**Problem statement**
Write out the whole listing again, exactly.
╭─ Exercise inputs
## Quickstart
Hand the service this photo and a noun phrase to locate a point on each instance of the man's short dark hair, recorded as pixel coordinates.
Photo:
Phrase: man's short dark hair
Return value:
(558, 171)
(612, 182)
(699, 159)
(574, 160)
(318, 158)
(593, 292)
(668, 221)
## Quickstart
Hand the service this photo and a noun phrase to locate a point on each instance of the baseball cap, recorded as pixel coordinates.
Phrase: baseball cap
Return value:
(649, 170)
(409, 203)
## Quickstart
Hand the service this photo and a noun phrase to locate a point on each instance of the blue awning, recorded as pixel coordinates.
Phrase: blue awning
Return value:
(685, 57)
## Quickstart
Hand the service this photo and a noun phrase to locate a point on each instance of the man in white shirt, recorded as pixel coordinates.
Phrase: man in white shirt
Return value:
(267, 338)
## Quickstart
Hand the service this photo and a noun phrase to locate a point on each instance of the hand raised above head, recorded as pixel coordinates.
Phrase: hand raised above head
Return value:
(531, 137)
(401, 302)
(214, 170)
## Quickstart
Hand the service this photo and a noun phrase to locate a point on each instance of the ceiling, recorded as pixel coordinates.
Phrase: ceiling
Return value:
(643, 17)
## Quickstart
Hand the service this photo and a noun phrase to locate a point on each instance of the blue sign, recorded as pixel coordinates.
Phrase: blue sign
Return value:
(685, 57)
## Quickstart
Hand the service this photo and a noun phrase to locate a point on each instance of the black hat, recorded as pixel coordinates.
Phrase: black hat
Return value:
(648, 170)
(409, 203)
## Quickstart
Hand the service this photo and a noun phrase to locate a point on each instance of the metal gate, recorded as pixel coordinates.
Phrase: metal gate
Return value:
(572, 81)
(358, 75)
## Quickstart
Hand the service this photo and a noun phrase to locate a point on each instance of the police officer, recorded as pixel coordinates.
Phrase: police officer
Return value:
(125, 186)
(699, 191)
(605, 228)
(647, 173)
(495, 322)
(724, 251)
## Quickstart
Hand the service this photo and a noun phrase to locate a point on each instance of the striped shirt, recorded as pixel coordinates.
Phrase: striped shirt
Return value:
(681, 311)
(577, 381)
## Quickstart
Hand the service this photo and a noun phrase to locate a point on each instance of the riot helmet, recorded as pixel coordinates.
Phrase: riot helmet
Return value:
╰─
**Solution to the problem**
## Quickstart
Hand the service this photo and a noun phrase to locate a point on each instance of the man's short dark hair, recorded as pixel coordinates.
Photo:
Phrase: man's short dark hair
Return value:
(558, 171)
(612, 182)
(699, 159)
(574, 160)
(318, 158)
(593, 292)
(668, 221)
## Quickstart
Hand the service this photo and a noun phrase to locate a point on each instance of the baseball cap, recorded as pixel coordinates.
Phrase: baseball cap
Return value:
(649, 170)
(409, 203)
## Quickstart
Hand the service this photo and a noun phrase to locate a point on each instance of the blue awning, recorded as pixel coordinates.
Phrase: blue awning
Return value:
(685, 57)
## Quickstart
Hand the service this photo and a noun phrase to locate a point on each instance of the man in white shirt, recorded as pixel coordinates.
Phrase: man in white shirt
Return value:
(267, 338)
## Quickstart
Hand the service this photo and a noun phrase to locate a point on each instance of the hand raised above head, recorded as pixel coordinates.
Phrase: hand raised above head
Return value:
(531, 137)
(401, 302)
(214, 170)
## Quickstart
Hand the service this photo and a noun phrase to locate a point on each instance of the ceiling, recorded as pixel coordinates.
Phrase: ceiling
Return value:
(643, 17)
## Quickstart
Hand the service this photo and a noun phrase to locate a point on each instance of the blue sign, recorded as pixel coordinates.
Phrase: blue sign
Return value:
(685, 57)
## Quickstart
Hand the service this photo and a noun phrase to locate a point on each instance of the black hat, recorded as pixel coordinates.
Phrase: black hat
Return value:
(648, 170)
(409, 203)
## Quickstart
Hand the service this photo and a noun phrase to locate a point on each instance of the metal gate, recorded as pixel coordinates.
Phrase: metal gate
Return value:
(572, 81)
(358, 75)
## Quickstart
Hand the service this photo and a noun phrase to locate a point on each instance of the police officer, recorded as pixel coordinates.
Phrase: police officer
Return value:
(125, 186)
(699, 191)
(605, 228)
(647, 173)
(495, 322)
(724, 251)
## Quickstart
Hand the service this photo and a noun phrase to locate a point on each instance of the striped shirt, recorded as pixel coordinates.
Phrase: striped shirt
Return value:
(681, 311)
(577, 381)
## Quickstart
Hand the service this photo and a noun phrase to locate a point on each instance of the riot helmet, recorded as pixel coordinates.
Phrase: riot helmet
Return value:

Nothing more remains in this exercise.